* WHAT YOU WILL DO *
Return every entry below exactly as written.

* EXCERPTED RECORDS *
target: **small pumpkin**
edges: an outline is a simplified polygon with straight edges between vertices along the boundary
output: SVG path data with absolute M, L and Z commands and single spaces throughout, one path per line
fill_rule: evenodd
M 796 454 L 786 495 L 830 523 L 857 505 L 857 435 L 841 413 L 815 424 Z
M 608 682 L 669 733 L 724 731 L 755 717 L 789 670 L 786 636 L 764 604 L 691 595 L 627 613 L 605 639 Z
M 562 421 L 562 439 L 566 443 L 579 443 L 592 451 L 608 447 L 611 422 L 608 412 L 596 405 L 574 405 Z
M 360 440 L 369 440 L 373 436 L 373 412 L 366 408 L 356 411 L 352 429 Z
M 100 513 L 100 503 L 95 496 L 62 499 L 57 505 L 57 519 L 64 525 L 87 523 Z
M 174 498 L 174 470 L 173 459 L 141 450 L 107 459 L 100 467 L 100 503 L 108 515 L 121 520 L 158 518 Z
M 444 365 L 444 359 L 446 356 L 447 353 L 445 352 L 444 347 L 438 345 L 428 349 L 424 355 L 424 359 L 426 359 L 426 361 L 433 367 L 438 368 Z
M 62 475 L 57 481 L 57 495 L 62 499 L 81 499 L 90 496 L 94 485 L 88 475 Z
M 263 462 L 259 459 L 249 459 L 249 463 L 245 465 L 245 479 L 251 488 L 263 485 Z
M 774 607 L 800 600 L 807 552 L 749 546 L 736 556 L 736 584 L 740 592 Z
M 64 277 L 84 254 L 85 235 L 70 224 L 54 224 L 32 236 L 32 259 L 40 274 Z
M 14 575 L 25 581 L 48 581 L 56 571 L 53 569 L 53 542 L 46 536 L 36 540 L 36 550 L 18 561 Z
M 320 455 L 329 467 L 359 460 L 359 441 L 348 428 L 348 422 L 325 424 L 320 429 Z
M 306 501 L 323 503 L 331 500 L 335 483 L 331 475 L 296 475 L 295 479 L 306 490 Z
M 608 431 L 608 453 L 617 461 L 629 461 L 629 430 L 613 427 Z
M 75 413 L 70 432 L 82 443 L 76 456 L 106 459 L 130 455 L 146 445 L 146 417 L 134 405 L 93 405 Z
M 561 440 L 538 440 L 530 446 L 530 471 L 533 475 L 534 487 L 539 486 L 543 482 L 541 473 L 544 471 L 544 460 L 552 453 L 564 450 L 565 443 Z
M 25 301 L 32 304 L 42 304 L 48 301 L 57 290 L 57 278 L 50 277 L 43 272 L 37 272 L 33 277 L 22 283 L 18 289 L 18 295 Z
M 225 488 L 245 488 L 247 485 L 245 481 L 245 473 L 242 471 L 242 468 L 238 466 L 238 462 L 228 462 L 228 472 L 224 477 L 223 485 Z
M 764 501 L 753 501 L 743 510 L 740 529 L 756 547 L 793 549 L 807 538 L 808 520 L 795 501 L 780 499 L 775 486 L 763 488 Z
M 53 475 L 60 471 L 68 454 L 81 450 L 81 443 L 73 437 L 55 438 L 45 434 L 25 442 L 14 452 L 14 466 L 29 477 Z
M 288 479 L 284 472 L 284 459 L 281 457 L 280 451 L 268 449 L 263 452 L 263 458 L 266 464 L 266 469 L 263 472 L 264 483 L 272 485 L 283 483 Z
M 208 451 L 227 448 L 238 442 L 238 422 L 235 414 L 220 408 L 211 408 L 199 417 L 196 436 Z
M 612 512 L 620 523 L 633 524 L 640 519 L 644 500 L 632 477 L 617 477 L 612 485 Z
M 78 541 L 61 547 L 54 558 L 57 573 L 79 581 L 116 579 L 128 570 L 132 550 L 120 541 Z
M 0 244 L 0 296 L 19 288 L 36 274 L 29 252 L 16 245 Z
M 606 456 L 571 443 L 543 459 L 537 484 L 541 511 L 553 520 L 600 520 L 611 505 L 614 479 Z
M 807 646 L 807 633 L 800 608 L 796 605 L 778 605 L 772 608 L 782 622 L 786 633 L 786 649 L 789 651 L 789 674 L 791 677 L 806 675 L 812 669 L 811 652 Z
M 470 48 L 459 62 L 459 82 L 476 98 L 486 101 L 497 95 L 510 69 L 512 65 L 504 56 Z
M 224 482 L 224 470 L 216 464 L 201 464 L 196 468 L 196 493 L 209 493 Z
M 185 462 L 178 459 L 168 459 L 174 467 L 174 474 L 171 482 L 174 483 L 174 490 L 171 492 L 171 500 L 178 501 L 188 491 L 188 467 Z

* TASK RESPONSE *
target: **small pumpkin**
edges: an outline is a simplified polygon with straight edges between vertices along the boundary
output: SVG path data with absolute M, L and Z commands and single spaces throughout, one path per line
fill_rule: evenodd
M 796 454 L 786 495 L 830 523 L 857 505 L 857 435 L 841 413 L 815 424 Z
M 608 682 L 669 733 L 724 731 L 755 717 L 789 670 L 786 636 L 764 604 L 691 595 L 627 613 L 605 639 Z
M 562 421 L 562 439 L 566 443 L 579 443 L 592 451 L 608 447 L 611 422 L 608 412 L 596 405 L 574 405 Z
M 360 440 L 369 440 L 373 436 L 373 412 L 366 408 L 356 411 L 352 429 Z
M 100 513 L 100 503 L 95 496 L 62 499 L 57 505 L 57 519 L 64 525 L 87 523 Z
M 174 498 L 174 470 L 173 459 L 141 450 L 107 459 L 100 467 L 100 503 L 108 515 L 121 520 L 158 518 Z
M 444 365 L 444 359 L 446 356 L 447 353 L 445 352 L 444 347 L 438 345 L 428 349 L 424 355 L 424 359 L 426 359 L 426 361 L 433 367 L 438 368 Z
M 62 475 L 57 481 L 57 495 L 62 499 L 81 499 L 90 496 L 94 485 L 88 475 Z
M 263 462 L 259 459 L 249 459 L 249 463 L 245 465 L 245 479 L 251 488 L 263 485 Z
M 774 607 L 800 600 L 807 552 L 749 546 L 736 556 L 736 584 L 740 592 Z
M 64 277 L 84 254 L 85 235 L 70 224 L 54 224 L 32 236 L 32 259 L 40 274 Z
M 14 575 L 25 581 L 48 581 L 56 571 L 53 569 L 53 542 L 46 536 L 36 540 L 36 550 L 18 561 Z
M 320 455 L 329 467 L 359 460 L 359 441 L 348 428 L 348 422 L 325 424 L 320 429 Z
M 306 501 L 323 503 L 331 500 L 335 483 L 331 475 L 296 475 L 295 479 L 306 490 Z
M 608 431 L 608 453 L 617 461 L 629 461 L 629 430 L 613 427 Z
M 75 413 L 70 432 L 82 443 L 76 456 L 106 459 L 130 455 L 146 445 L 146 417 L 134 405 L 93 405 Z
M 561 440 L 538 440 L 530 446 L 530 471 L 533 475 L 534 487 L 539 486 L 543 482 L 541 473 L 544 471 L 544 460 L 552 453 L 564 450 L 565 443 Z
M 25 301 L 32 304 L 42 304 L 48 301 L 57 290 L 57 278 L 50 277 L 43 272 L 37 272 L 33 277 L 22 283 L 18 289 L 18 295 Z
M 225 488 L 245 488 L 247 485 L 245 481 L 245 473 L 242 471 L 242 468 L 238 466 L 238 462 L 228 462 L 228 472 L 224 477 L 223 485 Z
M 764 501 L 753 501 L 743 510 L 740 529 L 756 547 L 793 549 L 807 538 L 808 520 L 795 501 L 780 499 L 775 486 L 763 488 Z
M 53 475 L 60 471 L 68 454 L 81 450 L 81 443 L 73 437 L 55 438 L 45 434 L 25 442 L 14 452 L 14 466 L 29 477 Z
M 288 479 L 284 472 L 284 459 L 281 457 L 280 451 L 268 449 L 263 452 L 263 458 L 266 464 L 266 469 L 263 472 L 264 483 L 272 485 L 283 483 Z
M 208 451 L 227 448 L 238 442 L 238 422 L 235 414 L 220 408 L 211 408 L 199 417 L 196 436 Z
M 612 512 L 620 523 L 633 524 L 640 519 L 644 500 L 632 477 L 617 477 L 612 485 Z
M 78 541 L 61 547 L 54 558 L 57 573 L 79 581 L 116 579 L 128 570 L 132 550 L 120 541 Z
M 0 244 L 0 296 L 19 288 L 36 274 L 29 252 L 16 245 Z
M 606 456 L 571 443 L 543 459 L 537 484 L 541 511 L 553 520 L 600 520 L 611 505 L 614 479 Z
M 807 646 L 807 633 L 800 608 L 796 605 L 778 605 L 772 608 L 782 622 L 786 633 L 786 649 L 789 651 L 789 674 L 791 677 L 806 675 L 812 669 L 811 652 Z
M 470 48 L 459 62 L 459 82 L 476 98 L 486 101 L 497 95 L 510 69 L 512 65 L 504 56 Z
M 224 482 L 224 470 L 216 464 L 201 464 L 196 468 L 196 493 L 209 493 Z
M 185 462 L 178 459 L 168 459 L 174 467 L 174 474 L 171 482 L 174 483 L 174 490 L 171 492 L 171 500 L 178 501 L 188 491 L 188 467 Z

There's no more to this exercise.